Es ist übrigens das einzige für die Öffentlichkeit zugängliche Gestüt in Irland und der Geburtsort vieler Top-Rennlegenden sowie die Heimat ehemaliger Renn-Champions, die nun dort ihren wohlverdienten Ruhestand genießen. Besucher können an einer der kostenlosen Führungen teilnehmen (beim Kauf einer Eintrittskarte inbegriffen), die den ganzen Tag über in regelmäßigen Abständen stattfinden. Die Führungen (englischsprachig) sind sehr interessant und danach weiß man definitiv, dass man im Leben nie auslernt. ;-)
Kurze Geschichte des irischen Nationalgestüts und wie man mit Astrologie Zuchterfolge erzielt

1900 kauft der Schotte William Hall-Walker, aus einer berühmten Brauerfamilie stammend und praktischerweise wohlhabend, einen Gutshof in Kildare, um Vollblutpferde zu züchten.
Dabei neigt der etwas exzentrische Pferdezüchter zu bemerkenswert ungewöhnlichen Zuchtmethoden. Hall-Walker notiert beispielsweise bei jeder Geburt den Stand des Mondes und der Sterne. Stehen die Sterne astrologisch günstig, bleibt das Fohlen am Hof und läuft später Rennen. Wenn nicht, wird es verkauft. Kaum zu glauben, doch dieses, öhm, sehr spezielle Auswahlverfahren zeitigt

erstaunliche Erfolge. Die zehn äußerst geräumigen Hengstboxen sind alle mit einem Dachfenster versehen, denn Hall-Walker war sich absolut sicher, dass die Sterne das Schicksal der Pferde bestimmen. Der Erfolg gibt ihm Recht. De facto ist Walker einer der erfolgreichsten Züchter seiner Zeit und erlebt seine Sternstunde, als König Edward VII. den in Tully geborenen und aufgewachsenen Minoru nach seinem berühmten Sieg im Derby von 1909 ins Siegergehege von Epsom führt.

- Bereitgestellte Daten
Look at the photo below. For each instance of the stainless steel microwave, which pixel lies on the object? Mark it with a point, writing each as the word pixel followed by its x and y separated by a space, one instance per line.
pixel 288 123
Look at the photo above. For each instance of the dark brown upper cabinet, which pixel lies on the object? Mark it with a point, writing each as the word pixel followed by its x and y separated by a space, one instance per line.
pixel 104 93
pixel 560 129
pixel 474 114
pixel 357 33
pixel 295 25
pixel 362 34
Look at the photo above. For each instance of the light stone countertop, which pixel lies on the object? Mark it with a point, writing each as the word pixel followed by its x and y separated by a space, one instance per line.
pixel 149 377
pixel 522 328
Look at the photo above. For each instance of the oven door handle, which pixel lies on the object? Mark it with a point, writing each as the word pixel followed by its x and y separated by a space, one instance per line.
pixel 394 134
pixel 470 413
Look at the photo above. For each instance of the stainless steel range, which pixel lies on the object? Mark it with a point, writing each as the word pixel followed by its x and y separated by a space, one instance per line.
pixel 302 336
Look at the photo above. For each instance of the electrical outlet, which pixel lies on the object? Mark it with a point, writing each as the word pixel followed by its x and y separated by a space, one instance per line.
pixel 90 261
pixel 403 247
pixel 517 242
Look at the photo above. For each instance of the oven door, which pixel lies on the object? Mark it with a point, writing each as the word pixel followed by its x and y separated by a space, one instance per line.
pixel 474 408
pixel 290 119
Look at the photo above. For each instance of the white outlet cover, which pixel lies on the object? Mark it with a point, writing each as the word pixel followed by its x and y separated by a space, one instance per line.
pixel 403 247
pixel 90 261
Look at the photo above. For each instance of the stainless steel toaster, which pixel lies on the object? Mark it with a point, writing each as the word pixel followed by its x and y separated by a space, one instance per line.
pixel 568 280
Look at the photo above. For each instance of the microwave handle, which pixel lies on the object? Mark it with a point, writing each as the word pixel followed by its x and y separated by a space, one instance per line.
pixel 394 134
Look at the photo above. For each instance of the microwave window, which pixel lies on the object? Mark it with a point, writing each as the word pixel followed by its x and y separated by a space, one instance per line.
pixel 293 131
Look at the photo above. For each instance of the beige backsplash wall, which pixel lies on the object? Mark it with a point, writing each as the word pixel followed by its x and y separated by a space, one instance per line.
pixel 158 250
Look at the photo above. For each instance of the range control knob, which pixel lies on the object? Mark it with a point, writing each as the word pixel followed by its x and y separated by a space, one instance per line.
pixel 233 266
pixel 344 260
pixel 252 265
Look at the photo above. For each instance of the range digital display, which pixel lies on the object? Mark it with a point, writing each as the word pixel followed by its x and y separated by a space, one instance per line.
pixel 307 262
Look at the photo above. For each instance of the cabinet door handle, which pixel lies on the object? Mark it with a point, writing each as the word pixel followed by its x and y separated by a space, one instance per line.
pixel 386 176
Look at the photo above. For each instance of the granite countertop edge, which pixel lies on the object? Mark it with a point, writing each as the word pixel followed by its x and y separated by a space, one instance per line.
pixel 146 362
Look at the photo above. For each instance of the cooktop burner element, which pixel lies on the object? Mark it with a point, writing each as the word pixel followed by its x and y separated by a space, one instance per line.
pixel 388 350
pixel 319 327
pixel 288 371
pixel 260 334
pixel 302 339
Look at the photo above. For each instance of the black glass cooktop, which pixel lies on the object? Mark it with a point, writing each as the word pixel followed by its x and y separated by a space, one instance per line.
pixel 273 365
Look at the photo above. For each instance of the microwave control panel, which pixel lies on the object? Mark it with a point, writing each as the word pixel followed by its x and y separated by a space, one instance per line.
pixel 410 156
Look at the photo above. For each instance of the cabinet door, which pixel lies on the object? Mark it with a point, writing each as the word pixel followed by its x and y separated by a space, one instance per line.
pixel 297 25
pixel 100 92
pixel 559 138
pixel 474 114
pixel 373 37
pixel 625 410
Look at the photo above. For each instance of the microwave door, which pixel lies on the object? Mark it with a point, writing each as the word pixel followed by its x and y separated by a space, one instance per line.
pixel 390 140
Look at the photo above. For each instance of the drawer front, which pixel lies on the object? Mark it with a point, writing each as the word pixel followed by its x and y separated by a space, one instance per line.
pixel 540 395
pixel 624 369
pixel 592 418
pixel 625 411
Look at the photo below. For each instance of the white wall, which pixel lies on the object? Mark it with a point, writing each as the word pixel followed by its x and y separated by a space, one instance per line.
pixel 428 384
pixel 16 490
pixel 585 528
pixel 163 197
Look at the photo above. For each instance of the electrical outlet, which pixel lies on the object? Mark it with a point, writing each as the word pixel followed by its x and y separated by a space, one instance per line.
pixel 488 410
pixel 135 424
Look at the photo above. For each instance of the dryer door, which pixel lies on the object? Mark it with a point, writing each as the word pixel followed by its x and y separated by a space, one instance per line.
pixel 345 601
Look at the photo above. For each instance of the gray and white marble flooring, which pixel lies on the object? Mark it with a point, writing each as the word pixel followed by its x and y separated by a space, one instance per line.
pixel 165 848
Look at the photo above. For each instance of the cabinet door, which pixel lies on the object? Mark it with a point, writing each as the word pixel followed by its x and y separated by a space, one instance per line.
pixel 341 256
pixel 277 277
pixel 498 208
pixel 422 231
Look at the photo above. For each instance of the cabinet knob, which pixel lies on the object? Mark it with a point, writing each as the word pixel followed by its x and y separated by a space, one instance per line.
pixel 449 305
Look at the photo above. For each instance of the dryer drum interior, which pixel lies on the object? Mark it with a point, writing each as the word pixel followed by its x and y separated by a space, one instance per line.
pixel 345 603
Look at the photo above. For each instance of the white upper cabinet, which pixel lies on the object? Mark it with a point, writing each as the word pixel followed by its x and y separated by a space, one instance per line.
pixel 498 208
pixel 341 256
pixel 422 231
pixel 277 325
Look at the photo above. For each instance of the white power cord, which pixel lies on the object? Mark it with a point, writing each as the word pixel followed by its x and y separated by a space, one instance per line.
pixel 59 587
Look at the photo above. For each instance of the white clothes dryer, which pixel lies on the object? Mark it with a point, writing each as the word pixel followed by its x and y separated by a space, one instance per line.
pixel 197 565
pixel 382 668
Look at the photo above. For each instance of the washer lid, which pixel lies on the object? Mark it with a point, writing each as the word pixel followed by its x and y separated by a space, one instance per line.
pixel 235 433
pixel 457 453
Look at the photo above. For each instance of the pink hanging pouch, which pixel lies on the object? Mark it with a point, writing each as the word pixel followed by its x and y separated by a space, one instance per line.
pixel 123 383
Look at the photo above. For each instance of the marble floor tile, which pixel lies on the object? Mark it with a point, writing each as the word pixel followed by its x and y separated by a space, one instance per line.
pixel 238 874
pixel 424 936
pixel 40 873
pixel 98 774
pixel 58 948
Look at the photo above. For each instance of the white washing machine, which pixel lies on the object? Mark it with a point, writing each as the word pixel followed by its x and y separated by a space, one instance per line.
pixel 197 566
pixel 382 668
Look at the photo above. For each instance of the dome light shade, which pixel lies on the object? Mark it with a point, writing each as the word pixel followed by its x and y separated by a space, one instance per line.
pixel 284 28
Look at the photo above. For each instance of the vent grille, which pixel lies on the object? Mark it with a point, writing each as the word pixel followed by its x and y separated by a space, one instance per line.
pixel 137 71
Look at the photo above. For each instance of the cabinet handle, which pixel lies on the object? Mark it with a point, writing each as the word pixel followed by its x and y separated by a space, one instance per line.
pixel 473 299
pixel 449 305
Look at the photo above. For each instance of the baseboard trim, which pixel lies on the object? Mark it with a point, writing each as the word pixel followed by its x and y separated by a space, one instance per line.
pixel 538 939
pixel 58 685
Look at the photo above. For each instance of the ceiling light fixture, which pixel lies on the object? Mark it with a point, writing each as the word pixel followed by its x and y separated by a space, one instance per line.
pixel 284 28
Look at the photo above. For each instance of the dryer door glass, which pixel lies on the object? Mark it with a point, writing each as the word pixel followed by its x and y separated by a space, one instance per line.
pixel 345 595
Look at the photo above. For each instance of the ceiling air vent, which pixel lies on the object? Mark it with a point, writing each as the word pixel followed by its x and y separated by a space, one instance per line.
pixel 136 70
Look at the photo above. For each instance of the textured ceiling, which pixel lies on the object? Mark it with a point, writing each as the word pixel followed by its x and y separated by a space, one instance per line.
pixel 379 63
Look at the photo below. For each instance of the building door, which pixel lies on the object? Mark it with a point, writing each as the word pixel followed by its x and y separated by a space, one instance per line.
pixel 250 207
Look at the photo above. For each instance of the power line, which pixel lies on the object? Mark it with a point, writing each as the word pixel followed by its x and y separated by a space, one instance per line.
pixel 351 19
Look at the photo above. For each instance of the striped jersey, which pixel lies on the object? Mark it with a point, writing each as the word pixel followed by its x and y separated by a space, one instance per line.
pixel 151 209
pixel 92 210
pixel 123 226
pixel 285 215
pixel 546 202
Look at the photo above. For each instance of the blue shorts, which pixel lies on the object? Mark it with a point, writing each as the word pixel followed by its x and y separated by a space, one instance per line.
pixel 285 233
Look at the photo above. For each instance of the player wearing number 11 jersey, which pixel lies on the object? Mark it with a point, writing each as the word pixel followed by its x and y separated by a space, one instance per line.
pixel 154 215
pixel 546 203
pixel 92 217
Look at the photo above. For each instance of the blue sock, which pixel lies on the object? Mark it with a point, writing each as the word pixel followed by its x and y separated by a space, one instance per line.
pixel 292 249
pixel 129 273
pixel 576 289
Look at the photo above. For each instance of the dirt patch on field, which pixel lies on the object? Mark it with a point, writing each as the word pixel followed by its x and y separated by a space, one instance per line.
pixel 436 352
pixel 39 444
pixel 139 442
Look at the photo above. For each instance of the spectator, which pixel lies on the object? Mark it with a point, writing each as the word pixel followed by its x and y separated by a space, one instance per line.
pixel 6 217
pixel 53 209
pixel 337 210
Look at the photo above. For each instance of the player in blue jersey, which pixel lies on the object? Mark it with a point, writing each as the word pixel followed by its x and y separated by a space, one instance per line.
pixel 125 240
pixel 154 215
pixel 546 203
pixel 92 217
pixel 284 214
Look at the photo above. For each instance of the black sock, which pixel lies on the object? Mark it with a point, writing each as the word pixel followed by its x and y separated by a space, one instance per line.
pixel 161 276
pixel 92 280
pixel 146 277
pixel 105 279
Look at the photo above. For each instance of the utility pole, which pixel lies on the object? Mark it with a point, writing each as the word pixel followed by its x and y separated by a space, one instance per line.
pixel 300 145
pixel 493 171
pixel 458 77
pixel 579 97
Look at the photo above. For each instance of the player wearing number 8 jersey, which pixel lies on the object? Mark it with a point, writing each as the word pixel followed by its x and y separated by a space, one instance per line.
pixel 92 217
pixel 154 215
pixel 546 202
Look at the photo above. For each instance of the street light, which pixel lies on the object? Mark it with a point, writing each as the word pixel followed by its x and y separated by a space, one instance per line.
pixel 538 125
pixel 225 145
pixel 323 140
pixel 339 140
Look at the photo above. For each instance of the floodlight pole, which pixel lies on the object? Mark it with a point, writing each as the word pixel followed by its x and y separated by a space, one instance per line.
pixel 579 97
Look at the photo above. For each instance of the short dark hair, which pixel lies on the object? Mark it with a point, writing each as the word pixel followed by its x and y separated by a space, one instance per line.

- Ziel
Erkläre in ein bis drei Sätzen, warum die Hengstboxen laut dem Text über das irische Nationalgestüt ein Dachfenster haben. Das Material spielt hierfür keine Rolle.

- Lösung
Alle zehn Hengstboxen sind mit einem Dachfenster versehen, weil Hall-Walker absolut sicher war, dass die Sterne das Schicksal der Pferde bestimmen.